TASK DIRECTIONS –
Copy the passage of the news article about Cardinal Pell's conviction from "The Vatican on" to "archbishop of Kinshasa.)", word for word.

PAGE TEXT –
■ ■ ■ ■

Cardinal convicted in sex abuse scandal
Vatican official has declared his innocence
VERONA, Italy — Cardinal George Pell has been convicted in Australia on charges related to sexual abuse, according to two sources familiar with the case and other media reports, becoming the highest ranking Vatican official to face such a punishment.
The conviction provides one of the clearest examples to date of how the sexual abuse scandal has eroded the church’s credibility while ensnaring figures in the upper echelons of power. Pell, who has categorically declared his innocence, had taken a leave of absence from the Vatican’s third most powerful position, as the economy minister, to fight the charges.
The Vatican on Wednesday did not address the explosive case, but it did announce that in October Pope Francis had removed Pell from his advisory group known as the Council of Cardinals, along with a Chilean cardinal, Francisco Javier Errázuriz Ossa, who is accused of covering up for abusive priests. (A third cleric, Congolese Cardinal Laurent Monsengwo Pasinya, was also removed from the council, but has no known connections to abuse and recently retired from his position as the archbishop of Kinshasa.)

■ ■ ■ ■

DATA SUPPLIED –
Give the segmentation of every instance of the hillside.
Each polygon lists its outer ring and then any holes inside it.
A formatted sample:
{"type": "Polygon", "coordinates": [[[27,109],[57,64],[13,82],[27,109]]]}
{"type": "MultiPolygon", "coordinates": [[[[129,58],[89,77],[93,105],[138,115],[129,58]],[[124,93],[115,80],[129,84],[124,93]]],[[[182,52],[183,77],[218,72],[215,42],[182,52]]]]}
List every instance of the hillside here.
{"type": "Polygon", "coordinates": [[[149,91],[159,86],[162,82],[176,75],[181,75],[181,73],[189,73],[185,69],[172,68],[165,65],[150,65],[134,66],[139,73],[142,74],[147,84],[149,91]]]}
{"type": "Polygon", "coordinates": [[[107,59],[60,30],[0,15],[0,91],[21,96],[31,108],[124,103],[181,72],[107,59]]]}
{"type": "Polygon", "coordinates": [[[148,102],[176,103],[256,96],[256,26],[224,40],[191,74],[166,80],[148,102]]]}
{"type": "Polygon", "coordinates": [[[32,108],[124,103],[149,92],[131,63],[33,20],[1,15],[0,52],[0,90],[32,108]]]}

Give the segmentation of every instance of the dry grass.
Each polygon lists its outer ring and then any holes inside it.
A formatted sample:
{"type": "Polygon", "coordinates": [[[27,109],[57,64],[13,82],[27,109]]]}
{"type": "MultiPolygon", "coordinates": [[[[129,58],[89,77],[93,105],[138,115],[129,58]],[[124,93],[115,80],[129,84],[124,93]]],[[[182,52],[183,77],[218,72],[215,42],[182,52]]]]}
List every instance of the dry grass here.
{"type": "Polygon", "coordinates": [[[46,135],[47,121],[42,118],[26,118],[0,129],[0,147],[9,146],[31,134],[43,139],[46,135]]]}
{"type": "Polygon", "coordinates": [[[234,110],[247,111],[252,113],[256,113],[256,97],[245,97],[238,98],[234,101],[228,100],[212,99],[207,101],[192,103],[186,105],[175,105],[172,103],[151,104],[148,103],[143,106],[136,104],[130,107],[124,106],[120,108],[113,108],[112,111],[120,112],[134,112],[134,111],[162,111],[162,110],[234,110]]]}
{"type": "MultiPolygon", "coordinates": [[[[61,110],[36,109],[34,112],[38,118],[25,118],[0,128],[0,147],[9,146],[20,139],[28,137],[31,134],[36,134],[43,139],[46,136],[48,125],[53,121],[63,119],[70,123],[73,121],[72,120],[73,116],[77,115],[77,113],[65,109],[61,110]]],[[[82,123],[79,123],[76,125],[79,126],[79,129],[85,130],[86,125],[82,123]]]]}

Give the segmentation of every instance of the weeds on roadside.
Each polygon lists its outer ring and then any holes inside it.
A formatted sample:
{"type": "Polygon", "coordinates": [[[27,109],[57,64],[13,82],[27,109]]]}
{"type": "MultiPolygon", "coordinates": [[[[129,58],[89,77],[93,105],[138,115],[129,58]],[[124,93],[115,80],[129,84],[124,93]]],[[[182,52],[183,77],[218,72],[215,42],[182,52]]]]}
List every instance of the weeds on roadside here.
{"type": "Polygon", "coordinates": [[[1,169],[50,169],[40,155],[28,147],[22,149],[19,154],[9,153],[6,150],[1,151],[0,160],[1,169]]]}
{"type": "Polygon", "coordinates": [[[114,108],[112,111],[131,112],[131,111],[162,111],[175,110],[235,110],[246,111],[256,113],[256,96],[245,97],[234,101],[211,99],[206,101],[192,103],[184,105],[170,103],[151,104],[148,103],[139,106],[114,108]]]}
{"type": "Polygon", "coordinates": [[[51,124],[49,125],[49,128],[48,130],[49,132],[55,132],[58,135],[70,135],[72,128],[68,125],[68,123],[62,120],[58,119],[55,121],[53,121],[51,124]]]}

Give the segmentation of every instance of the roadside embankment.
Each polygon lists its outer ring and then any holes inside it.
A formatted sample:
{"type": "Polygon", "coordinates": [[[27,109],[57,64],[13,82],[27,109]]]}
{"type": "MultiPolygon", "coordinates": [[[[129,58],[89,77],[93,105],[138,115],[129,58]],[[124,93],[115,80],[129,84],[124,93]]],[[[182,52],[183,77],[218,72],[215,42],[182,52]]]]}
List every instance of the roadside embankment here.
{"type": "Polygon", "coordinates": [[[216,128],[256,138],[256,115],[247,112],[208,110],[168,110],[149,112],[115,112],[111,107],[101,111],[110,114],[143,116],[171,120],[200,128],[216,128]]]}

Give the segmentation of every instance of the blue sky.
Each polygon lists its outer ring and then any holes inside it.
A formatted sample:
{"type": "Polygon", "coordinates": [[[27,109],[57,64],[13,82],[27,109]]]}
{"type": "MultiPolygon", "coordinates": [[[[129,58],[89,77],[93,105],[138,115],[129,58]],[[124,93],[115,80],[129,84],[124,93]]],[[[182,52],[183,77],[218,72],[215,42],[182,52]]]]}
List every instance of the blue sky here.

■ ■ ■ ■

ANSWER BOX –
The Vatican on Wednesday did not address the explosive case, but it did announce that in October Pope Francis had removed Pell from his advisory group known as the Council of Cardinals, along with a Chilean cardinal, Francisco Javier Errázuriz Ossa, who is accused of covering up for abusive priests. (A third cleric, Congolese Cardinal Laurent Monsengwo Pasinya, was also removed from the council, but has no known connections to abuse and recently retired from his position as the archbishop of Kinshasa.)